Records drawn from a dataset:
■ ■ ■ ■ ■
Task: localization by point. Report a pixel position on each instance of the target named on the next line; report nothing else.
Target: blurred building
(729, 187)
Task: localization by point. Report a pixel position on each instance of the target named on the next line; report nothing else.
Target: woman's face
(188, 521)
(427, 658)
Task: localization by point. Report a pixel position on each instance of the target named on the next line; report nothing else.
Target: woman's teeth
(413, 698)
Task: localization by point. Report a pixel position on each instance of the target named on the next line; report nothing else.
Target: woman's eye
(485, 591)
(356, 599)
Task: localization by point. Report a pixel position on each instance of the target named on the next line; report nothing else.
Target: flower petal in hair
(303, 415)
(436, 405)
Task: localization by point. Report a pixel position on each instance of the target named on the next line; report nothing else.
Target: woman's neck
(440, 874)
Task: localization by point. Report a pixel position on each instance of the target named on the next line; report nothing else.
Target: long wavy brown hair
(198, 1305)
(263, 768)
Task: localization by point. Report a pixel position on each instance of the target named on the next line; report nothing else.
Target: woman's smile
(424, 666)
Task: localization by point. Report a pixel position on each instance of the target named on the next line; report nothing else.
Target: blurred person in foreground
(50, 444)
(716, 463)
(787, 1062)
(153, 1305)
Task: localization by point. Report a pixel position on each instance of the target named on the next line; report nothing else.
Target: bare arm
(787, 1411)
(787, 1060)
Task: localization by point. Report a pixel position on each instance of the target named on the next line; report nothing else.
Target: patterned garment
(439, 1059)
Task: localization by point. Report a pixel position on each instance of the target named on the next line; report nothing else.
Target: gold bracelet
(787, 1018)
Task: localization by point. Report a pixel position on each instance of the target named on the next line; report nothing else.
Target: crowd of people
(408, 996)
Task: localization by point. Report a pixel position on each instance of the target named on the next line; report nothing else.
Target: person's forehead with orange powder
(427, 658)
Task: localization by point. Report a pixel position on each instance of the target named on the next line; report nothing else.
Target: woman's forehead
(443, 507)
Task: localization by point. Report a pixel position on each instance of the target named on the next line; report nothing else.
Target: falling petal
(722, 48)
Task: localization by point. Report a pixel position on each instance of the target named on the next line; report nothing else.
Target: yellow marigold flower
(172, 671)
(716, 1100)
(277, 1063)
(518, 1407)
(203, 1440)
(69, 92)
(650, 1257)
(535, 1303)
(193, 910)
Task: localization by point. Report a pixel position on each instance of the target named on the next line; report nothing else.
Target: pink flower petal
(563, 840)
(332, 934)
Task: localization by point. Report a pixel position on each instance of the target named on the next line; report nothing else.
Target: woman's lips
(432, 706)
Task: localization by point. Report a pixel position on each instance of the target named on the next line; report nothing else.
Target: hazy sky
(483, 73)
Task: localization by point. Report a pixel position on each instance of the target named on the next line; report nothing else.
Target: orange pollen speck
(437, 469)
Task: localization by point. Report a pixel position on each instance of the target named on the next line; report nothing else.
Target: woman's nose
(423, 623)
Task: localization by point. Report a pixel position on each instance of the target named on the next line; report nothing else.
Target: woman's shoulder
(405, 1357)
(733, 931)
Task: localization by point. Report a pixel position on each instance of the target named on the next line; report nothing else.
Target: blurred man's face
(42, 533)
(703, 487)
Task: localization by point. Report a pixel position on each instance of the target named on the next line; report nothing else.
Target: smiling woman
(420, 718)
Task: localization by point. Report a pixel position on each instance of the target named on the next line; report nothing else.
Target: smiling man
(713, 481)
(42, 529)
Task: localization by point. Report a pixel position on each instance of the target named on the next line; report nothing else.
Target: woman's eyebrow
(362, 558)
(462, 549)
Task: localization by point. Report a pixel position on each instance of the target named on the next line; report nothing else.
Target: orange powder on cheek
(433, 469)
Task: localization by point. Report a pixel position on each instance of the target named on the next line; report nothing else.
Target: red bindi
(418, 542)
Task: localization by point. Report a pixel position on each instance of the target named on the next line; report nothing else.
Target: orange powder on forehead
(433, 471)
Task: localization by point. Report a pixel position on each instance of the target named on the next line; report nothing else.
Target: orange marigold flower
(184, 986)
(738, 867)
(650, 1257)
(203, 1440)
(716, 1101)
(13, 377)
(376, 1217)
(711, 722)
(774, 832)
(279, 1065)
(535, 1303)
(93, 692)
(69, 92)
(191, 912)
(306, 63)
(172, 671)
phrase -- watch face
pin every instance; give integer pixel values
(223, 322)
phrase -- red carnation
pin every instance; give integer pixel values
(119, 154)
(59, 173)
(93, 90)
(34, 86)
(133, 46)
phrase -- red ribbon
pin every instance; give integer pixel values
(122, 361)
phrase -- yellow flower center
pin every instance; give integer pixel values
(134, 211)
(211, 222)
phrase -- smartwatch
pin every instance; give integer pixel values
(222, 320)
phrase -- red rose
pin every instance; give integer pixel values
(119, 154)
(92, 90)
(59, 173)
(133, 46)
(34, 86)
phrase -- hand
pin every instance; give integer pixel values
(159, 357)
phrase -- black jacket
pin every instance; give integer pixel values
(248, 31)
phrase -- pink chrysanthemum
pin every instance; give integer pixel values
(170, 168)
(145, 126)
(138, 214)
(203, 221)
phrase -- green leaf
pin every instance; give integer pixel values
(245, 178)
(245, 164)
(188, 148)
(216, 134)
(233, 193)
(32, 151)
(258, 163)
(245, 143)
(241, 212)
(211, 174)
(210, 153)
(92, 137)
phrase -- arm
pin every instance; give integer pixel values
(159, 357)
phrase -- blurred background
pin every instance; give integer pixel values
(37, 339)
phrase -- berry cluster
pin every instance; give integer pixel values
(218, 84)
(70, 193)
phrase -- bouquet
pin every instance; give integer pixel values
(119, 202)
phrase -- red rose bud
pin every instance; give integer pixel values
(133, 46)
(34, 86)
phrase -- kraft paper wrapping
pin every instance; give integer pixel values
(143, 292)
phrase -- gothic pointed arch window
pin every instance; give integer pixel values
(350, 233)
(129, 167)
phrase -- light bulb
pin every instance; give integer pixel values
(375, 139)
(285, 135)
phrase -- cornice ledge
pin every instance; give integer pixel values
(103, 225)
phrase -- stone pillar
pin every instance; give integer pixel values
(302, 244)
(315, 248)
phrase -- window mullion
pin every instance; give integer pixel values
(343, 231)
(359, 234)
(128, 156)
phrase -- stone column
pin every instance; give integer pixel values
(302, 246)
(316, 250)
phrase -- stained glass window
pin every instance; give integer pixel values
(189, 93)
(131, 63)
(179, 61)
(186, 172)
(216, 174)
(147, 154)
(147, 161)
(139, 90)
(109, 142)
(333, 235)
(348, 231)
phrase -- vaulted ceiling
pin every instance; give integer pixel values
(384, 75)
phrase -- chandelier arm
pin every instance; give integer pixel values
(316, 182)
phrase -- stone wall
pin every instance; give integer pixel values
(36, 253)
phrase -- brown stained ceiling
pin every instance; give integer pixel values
■ ■ ■ ■ ■
▸ **ACTIVITY**: Only lines containing the string "stained" are needed. Pull each of them out of the records above.

▸ **TASK ANSWER**:
phrase -- stained glass window
phrase -- brown stained ceiling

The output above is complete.